[TRY IT] Only the pictures are to be left out; set down the rest of the records exactly.

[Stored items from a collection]
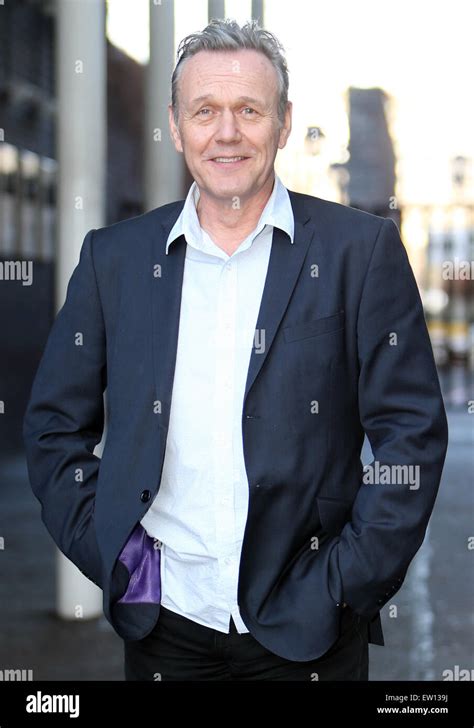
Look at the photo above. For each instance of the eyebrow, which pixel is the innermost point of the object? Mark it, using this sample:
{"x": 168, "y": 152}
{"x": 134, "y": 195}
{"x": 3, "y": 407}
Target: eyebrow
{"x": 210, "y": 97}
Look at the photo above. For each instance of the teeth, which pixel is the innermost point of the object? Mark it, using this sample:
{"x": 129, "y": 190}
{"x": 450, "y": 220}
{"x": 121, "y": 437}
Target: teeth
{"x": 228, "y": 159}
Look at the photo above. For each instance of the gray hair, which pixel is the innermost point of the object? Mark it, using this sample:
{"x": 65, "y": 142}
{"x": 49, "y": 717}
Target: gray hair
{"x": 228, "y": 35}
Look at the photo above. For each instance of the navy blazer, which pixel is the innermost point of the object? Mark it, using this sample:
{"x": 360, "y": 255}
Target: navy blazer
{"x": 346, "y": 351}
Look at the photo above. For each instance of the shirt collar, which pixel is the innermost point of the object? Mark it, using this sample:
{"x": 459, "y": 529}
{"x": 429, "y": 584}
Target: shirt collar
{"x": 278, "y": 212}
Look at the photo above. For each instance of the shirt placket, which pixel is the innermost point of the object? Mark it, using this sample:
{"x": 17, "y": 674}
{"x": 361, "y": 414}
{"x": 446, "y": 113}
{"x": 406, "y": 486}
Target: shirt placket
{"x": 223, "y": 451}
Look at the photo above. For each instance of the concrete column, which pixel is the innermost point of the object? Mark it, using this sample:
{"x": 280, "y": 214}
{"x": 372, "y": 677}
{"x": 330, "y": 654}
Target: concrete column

[THE COMPLETED TASK]
Look at the photo above. For each instance of the eyebrow, which pixel is the innermost point of the object? Mark it, using this sample:
{"x": 168, "y": 152}
{"x": 134, "y": 195}
{"x": 3, "y": 407}
Target: eyebrow
{"x": 210, "y": 97}
Look at the photo above. For each instance of the teeth, which pixel is the innermost point of the object? Mark it, using this sample:
{"x": 129, "y": 190}
{"x": 450, "y": 220}
{"x": 121, "y": 437}
Target: teeth
{"x": 228, "y": 159}
Look at the photo above. For each instance of the gray hair, which pixel is the innermost point of the object? Mark it, using this sample:
{"x": 65, "y": 142}
{"x": 49, "y": 717}
Target: gray hair
{"x": 228, "y": 35}
Look at the photo above. For each instance of the navy blazer, which pixel is the innermost point of the object? Mark it, using this sample:
{"x": 360, "y": 255}
Target: navy blazer
{"x": 346, "y": 351}
Look at the photo above. For each instance of the shirt collar, which pixel is the innermost point of the object? Mark it, using this sample:
{"x": 459, "y": 529}
{"x": 429, "y": 584}
Target: shirt collar
{"x": 278, "y": 212}
Look at the photo above. For each instance of the shirt placket, which pixel is the innermost point of the object? Mark it, using this sample:
{"x": 17, "y": 674}
{"x": 361, "y": 414}
{"x": 446, "y": 113}
{"x": 406, "y": 486}
Target: shirt placket
{"x": 223, "y": 451}
Look at the photo above. For each instance of the concrete column, which pixel is the innermost point of the object? Mark it, using this sample:
{"x": 280, "y": 214}
{"x": 372, "y": 677}
{"x": 330, "y": 654}
Target: concrete column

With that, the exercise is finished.